**Your objective**
Render every line of the data below as a numbered list, leaving out blank lines.

......

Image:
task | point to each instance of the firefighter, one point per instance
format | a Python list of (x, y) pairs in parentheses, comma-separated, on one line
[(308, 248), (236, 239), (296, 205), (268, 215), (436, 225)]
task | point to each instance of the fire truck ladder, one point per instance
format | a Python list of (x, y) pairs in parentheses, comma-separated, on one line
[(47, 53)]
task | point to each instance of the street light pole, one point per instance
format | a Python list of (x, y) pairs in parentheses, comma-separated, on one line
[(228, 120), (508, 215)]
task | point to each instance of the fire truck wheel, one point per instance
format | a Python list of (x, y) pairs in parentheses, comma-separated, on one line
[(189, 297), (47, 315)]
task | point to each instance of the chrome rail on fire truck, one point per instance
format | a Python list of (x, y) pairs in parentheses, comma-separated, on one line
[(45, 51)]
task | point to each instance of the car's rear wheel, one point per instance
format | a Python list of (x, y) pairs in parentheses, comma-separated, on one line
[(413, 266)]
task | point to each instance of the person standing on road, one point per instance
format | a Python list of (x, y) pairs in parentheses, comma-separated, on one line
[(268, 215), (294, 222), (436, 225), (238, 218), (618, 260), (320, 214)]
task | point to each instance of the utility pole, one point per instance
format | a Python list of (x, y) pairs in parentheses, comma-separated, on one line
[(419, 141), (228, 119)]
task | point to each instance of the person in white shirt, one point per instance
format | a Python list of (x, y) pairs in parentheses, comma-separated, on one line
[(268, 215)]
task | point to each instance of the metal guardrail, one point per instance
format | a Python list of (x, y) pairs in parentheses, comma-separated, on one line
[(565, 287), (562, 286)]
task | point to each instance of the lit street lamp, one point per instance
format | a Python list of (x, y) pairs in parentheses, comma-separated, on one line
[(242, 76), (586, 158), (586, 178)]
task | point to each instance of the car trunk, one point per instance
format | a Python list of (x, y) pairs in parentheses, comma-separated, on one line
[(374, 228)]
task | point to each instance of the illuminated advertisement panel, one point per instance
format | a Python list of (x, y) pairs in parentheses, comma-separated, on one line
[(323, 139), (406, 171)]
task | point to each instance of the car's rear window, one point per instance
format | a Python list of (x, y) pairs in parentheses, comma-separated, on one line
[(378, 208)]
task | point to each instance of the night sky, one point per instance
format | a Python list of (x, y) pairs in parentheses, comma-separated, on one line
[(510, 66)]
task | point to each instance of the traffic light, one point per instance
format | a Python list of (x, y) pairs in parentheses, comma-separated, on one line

......

**Result of this exercise**
1. Image:
2. task | point to each instance of the firefighter, one point per instance
3. format | a Python list of (x, y) pairs in parentheses, comma-separated, on one line
4. [(308, 248), (236, 239), (296, 205), (268, 215), (436, 225)]
5. task | point to each instance of the fire truck ladder, one point per instance
6. format | a Python list of (x, y) pairs in parentheses, comma-separated, on one line
7. [(47, 53)]
8. task | point to each instance of the street light pole, one point per instance
9. format | a Python list of (x, y) pairs in parentheses, comma-separated, on one line
10. [(228, 120), (508, 215)]
11. task | point to each instance of the fire truck wheel, one point per instance
12. format | a Python list of (x, y) pairs in parentheses, comma-separated, on one line
13. [(189, 297), (47, 315)]
14. task | point to each instance of the chrome rail on fire truck, one point per instance
15. format | a Python list of (x, y) pairs in parentheses, comma-separated, on one line
16. [(45, 51)]
17. task | point to each instance of the car's rear wheel, one point per instance
18. format | a Python list of (x, y) pairs in parentheses, comma-separated, on one line
19. [(413, 266)]
20. task | point to each instance of the person standing on road, one point per instance
21. format | a Python list of (x, y) pairs in parentheses, comma-separated, on one line
22. [(268, 215), (294, 222), (436, 225), (238, 218), (618, 260), (320, 214)]
23. task | point to each instance of the utility pole, one point per instance
24. format | a Python list of (x, y) pairs in parentheses, comma-separated, on one line
25. [(419, 141), (228, 119)]
26. task | point to each instance of the person in white shirt, one point per instance
27. format | a Python list of (x, y) pairs in parentheses, comma-separated, on one line
28. [(268, 215)]
29. task | point to each instance of the metal guardrail, one point per instance
30. format | a Python list of (x, y) pairs in parentheses, comma-separated, on one line
31. [(565, 287), (562, 286)]
32. task | point to each instance of the lit street lamp, one point per instance
33. format | a Python list of (x, y) pairs in parentheses, comma-separated, on one line
34. [(242, 76), (586, 158), (586, 178)]
35. task | point to each instance of the car trunk, one point per instance
36. format | a Python list of (x, y) pairs in parentheses, comma-separated, on one line
37. [(374, 228)]
38. task | point to each instance of the illuminated advertisement panel, one point per instance
39. format | a Python list of (x, y) pairs in parentheses, comma-separated, on one line
40. [(323, 139), (406, 171)]
41. task | point to each instance of the car's rear window, one point per instance
42. format | a Python list of (x, y) pairs in parentheses, comma-separated, on one line
43. [(378, 208)]
44. task | point to each instance of the night sky, one point per instance
45. format | a Python list of (x, y) pairs in parentheses, comma-separated, on one line
46. [(510, 66)]
47. task | point to each instance of the traffic light, one point per instance
48. format | a Python list of (x, y) pairs in parentheses, comma-separated, on one line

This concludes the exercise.